— Available data —
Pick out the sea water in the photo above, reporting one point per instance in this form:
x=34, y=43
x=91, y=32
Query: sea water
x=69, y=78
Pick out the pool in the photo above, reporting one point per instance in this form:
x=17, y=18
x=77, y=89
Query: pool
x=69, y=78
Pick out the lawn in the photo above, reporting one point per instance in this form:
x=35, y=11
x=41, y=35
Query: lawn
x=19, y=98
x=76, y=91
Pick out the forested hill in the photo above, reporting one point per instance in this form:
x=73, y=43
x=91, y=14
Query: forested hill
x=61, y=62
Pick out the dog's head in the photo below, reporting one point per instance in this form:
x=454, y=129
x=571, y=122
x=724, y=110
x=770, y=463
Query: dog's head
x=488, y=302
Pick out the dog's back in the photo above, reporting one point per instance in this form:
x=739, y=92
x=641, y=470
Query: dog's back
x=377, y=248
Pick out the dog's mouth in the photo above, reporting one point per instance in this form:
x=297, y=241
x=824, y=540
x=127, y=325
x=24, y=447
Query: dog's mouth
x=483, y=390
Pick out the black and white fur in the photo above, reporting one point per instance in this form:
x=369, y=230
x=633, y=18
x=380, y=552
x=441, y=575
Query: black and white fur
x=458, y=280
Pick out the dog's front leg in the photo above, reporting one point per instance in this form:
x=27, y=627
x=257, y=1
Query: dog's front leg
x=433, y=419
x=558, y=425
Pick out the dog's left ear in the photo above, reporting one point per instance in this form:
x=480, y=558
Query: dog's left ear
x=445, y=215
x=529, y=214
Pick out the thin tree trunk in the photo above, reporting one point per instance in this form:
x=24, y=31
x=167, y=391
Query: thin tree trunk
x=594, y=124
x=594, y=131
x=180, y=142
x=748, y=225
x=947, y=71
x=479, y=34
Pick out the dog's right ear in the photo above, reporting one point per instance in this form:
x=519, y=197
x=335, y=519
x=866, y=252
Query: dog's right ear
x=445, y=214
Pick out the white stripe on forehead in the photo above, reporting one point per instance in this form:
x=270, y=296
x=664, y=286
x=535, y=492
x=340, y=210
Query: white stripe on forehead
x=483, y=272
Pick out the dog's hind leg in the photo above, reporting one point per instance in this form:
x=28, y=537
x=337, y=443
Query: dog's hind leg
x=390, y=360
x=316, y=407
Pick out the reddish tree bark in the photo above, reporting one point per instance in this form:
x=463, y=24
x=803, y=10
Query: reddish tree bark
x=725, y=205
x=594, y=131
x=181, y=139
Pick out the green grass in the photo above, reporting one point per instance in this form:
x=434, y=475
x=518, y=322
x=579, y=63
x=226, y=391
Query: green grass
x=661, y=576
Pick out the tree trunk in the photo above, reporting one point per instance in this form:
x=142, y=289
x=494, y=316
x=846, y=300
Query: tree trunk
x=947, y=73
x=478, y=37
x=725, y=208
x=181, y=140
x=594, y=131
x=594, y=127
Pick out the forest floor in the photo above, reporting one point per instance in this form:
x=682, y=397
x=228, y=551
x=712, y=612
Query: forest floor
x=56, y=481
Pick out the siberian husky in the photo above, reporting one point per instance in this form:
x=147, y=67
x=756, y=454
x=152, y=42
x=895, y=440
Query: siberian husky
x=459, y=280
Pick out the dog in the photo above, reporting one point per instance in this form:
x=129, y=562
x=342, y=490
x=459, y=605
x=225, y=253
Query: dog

— Set task —
Turn the lines from the one containing "Pick out the dog in" through the final line above, both included, into a numbered list, leaving out any blank lines.

— Final answer —
1. Pick out the dog in the photo above, reporting one point per instance in this form:
2. x=129, y=562
3. x=342, y=490
4. x=459, y=605
5. x=225, y=253
6. Query: dog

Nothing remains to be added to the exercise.